■ Task instructions: Return every record below word for word, changing nothing.

■ Task material:
--------------------------------

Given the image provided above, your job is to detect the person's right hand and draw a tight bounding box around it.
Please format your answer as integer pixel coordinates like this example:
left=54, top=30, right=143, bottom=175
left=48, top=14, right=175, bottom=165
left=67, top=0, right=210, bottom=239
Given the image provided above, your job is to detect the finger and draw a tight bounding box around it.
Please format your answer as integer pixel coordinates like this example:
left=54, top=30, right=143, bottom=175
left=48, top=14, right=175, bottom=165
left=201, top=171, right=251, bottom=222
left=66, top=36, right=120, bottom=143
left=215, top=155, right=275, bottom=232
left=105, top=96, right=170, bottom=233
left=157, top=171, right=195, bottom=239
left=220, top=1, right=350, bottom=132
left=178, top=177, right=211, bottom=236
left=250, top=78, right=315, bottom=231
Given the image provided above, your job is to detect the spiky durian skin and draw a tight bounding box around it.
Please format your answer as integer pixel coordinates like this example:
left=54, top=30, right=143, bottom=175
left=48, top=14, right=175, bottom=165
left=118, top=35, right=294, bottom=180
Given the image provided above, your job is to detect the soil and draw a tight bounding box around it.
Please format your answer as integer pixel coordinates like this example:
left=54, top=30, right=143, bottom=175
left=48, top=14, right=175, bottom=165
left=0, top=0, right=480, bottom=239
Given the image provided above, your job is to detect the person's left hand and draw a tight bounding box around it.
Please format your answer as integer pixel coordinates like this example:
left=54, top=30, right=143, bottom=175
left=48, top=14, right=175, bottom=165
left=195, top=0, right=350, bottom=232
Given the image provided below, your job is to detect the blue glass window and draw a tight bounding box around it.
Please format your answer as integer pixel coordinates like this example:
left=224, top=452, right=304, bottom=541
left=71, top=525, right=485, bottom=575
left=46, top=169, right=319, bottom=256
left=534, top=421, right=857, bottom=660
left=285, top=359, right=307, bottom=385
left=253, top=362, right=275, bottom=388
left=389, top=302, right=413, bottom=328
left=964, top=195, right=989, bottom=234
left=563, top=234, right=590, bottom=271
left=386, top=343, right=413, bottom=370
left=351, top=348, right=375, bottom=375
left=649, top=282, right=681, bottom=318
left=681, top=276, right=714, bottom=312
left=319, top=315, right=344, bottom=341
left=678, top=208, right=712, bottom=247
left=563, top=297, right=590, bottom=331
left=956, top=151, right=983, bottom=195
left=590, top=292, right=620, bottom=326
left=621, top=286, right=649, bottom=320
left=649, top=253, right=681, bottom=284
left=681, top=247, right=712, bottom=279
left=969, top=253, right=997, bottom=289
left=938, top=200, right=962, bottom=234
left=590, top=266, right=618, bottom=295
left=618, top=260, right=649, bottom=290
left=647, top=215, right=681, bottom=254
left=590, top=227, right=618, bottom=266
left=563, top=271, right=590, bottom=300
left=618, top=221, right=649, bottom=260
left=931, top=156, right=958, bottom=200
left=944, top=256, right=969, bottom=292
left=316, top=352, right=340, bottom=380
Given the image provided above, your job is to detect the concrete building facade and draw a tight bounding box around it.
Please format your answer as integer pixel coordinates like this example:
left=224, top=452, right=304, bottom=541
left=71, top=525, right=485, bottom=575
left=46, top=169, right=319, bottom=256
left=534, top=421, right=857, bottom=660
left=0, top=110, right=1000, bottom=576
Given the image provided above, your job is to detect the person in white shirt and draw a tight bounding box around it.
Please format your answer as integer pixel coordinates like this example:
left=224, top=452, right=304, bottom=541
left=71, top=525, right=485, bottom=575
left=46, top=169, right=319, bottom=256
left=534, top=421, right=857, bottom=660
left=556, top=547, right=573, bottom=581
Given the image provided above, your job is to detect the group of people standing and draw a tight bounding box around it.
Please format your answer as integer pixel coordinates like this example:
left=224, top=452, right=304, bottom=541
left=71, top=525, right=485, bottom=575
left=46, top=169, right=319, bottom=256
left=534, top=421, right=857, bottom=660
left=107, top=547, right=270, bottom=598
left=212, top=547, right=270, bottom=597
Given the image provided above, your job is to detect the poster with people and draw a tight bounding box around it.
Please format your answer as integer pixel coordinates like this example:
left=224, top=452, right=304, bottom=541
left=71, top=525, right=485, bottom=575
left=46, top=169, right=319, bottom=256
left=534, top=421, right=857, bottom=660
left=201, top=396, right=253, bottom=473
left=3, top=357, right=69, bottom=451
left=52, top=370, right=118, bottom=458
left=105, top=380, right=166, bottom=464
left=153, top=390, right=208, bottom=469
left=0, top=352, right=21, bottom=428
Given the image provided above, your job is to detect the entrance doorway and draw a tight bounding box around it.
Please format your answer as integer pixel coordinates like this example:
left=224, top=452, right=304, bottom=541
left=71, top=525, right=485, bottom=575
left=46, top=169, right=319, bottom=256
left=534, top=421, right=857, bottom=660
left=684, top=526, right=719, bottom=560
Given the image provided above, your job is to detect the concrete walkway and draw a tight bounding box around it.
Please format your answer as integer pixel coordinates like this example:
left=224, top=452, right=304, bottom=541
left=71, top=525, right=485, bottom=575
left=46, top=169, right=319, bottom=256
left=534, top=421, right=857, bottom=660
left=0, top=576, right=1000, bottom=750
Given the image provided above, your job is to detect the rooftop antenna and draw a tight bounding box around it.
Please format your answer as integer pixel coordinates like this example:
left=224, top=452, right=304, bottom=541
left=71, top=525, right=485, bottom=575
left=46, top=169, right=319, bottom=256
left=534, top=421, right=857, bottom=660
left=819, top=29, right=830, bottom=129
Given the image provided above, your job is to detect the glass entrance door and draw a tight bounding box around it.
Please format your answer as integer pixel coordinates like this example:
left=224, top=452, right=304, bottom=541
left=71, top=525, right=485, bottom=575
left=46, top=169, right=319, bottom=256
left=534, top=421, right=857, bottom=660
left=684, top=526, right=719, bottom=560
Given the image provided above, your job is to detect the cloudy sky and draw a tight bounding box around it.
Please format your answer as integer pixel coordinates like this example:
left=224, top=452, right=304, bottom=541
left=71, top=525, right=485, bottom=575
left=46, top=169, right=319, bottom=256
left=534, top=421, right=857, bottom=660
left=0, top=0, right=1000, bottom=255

--------------------------------

■ Result of this task:
Given the image provided above, your job is to detect the person's right hand and draw a tight bounding box around it.
Please format your answer as integer pixel coordinates like this example:
left=54, top=30, right=143, bottom=175
left=48, top=14, right=175, bottom=165
left=67, top=0, right=210, bottom=239
Given the image provided above, your job is to detect the finger and draw a tight bounding box around it.
Please format your answer as integer pixel coordinates like this example:
left=54, top=30, right=143, bottom=175
left=48, top=14, right=175, bottom=165
left=201, top=171, right=251, bottom=222
left=66, top=36, right=120, bottom=143
left=215, top=155, right=275, bottom=232
left=105, top=96, right=170, bottom=233
left=157, top=171, right=195, bottom=239
left=220, top=1, right=350, bottom=132
left=178, top=177, right=211, bottom=236
left=250, top=78, right=315, bottom=231
Given the image provided above, your job is to detect the spiky durian skin and draw a tight bounding box around it.
Please format your answer as integer pixel coordinates like this example:
left=54, top=30, right=143, bottom=175
left=48, top=14, right=175, bottom=165
left=118, top=35, right=294, bottom=180
Given the image provided above, your job is to detect the soil and draw a tight bounding box around it.
Please format your answer as integer pixel coordinates like this example:
left=54, top=30, right=143, bottom=175
left=48, top=14, right=175, bottom=165
left=0, top=0, right=480, bottom=239
Given the image provided above, your job is to detect the person's left hand and draw a tight bounding box around it.
Please format your answer as integer pixel coordinates like this example:
left=54, top=30, right=143, bottom=175
left=48, top=14, right=175, bottom=165
left=195, top=0, right=350, bottom=232
Given the image provided below, your job is to detect the blue glass window and draw a tight bounding box around it.
Please format your answer as integer pixel coordinates like this example:
left=224, top=452, right=304, bottom=541
left=71, top=525, right=485, bottom=575
left=46, top=169, right=319, bottom=256
left=534, top=421, right=857, bottom=660
left=285, top=359, right=307, bottom=385
left=253, top=362, right=275, bottom=388
left=389, top=302, right=413, bottom=328
left=964, top=195, right=989, bottom=234
left=563, top=234, right=590, bottom=271
left=386, top=343, right=413, bottom=370
left=351, top=348, right=375, bottom=375
left=649, top=282, right=681, bottom=318
left=681, top=276, right=714, bottom=312
left=319, top=315, right=344, bottom=341
left=678, top=208, right=712, bottom=247
left=563, top=297, right=590, bottom=331
left=956, top=151, right=983, bottom=195
left=590, top=292, right=620, bottom=326
left=621, top=286, right=649, bottom=320
left=649, top=253, right=681, bottom=284
left=681, top=247, right=712, bottom=279
left=969, top=253, right=997, bottom=289
left=938, top=200, right=962, bottom=234
left=590, top=266, right=618, bottom=295
left=618, top=260, right=649, bottom=290
left=647, top=215, right=681, bottom=254
left=590, top=227, right=618, bottom=266
left=563, top=271, right=590, bottom=300
left=618, top=221, right=649, bottom=260
left=931, top=156, right=958, bottom=200
left=944, top=256, right=969, bottom=292
left=316, top=352, right=340, bottom=380
Given the image provided above, your job is to detect the concrete building facade and draw a tight bounding box around it.
Please format your answer as integer pixel coordinates like this example:
left=224, top=452, right=304, bottom=541
left=71, top=525, right=485, bottom=575
left=46, top=169, right=319, bottom=256
left=534, top=421, right=857, bottom=660
left=0, top=110, right=1000, bottom=576
Given the image provided above, your job is to detect the person in white shirt and draw a tight bounding box around it.
Please format your answer as integer pixel coordinates like this example:
left=224, top=452, right=304, bottom=541
left=71, top=525, right=485, bottom=575
left=46, top=169, right=319, bottom=256
left=534, top=421, right=857, bottom=660
left=556, top=547, right=573, bottom=581
Given the image provided above, your job is to detect the group of people standing and draw a tight bounding box around it.
Please format your answer as integer pixel coordinates like this example:
left=224, top=452, right=304, bottom=541
left=71, top=525, right=485, bottom=575
left=46, top=169, right=319, bottom=256
left=534, top=421, right=857, bottom=660
left=107, top=547, right=270, bottom=598
left=212, top=547, right=270, bottom=597
Given the image provided above, your job is to detect the poster with people and draw a tight bounding box around it.
Please format your answer as integer pixel coordinates like this example:
left=224, top=452, right=304, bottom=541
left=71, top=525, right=485, bottom=575
left=46, top=169, right=319, bottom=256
left=534, top=421, right=857, bottom=660
left=201, top=396, right=253, bottom=473
left=3, top=357, right=69, bottom=451
left=52, top=370, right=118, bottom=458
left=105, top=380, right=166, bottom=464
left=153, top=390, right=208, bottom=469
left=0, top=352, right=21, bottom=428
Given the image provided above, your job is to detect the entrance doorway and draw a tight bounding box around it.
Please format your answer as integer pixel coordinates like this example:
left=224, top=452, right=304, bottom=541
left=71, top=525, right=485, bottom=575
left=46, top=169, right=319, bottom=256
left=534, top=421, right=857, bottom=660
left=684, top=526, right=719, bottom=560
Given the image provided above, your job is to detect the concrete walkway and draw a tight bounding box around it.
Please format your answer as integer pixel coordinates like this example:
left=224, top=452, right=304, bottom=541
left=71, top=525, right=485, bottom=575
left=46, top=169, right=319, bottom=256
left=534, top=421, right=857, bottom=660
left=0, top=576, right=1000, bottom=750
Given the image provided above, your job is to detect the rooftop antenna and draw a tight bounding box around it.
Please format your answer as integer pixel coordinates like this example:
left=224, top=452, right=304, bottom=541
left=71, top=525, right=485, bottom=575
left=46, top=169, right=319, bottom=256
left=534, top=421, right=857, bottom=660
left=819, top=29, right=830, bottom=129
Given the image provided above, your job is to detect the glass entrance door and draw a tight bounding box around it.
Please format your answer as integer pixel coordinates like this example:
left=224, top=452, right=304, bottom=541
left=71, top=525, right=485, bottom=575
left=46, top=169, right=319, bottom=256
left=534, top=421, right=857, bottom=660
left=684, top=526, right=719, bottom=560
Given the image provided above, your job is to detect the cloudy sky and draw a tight bounding box around it.
Please format your answer as integer pixel coordinates like this example:
left=224, top=452, right=304, bottom=541
left=71, top=525, right=485, bottom=575
left=46, top=169, right=319, bottom=256
left=534, top=421, right=857, bottom=660
left=0, top=0, right=1000, bottom=255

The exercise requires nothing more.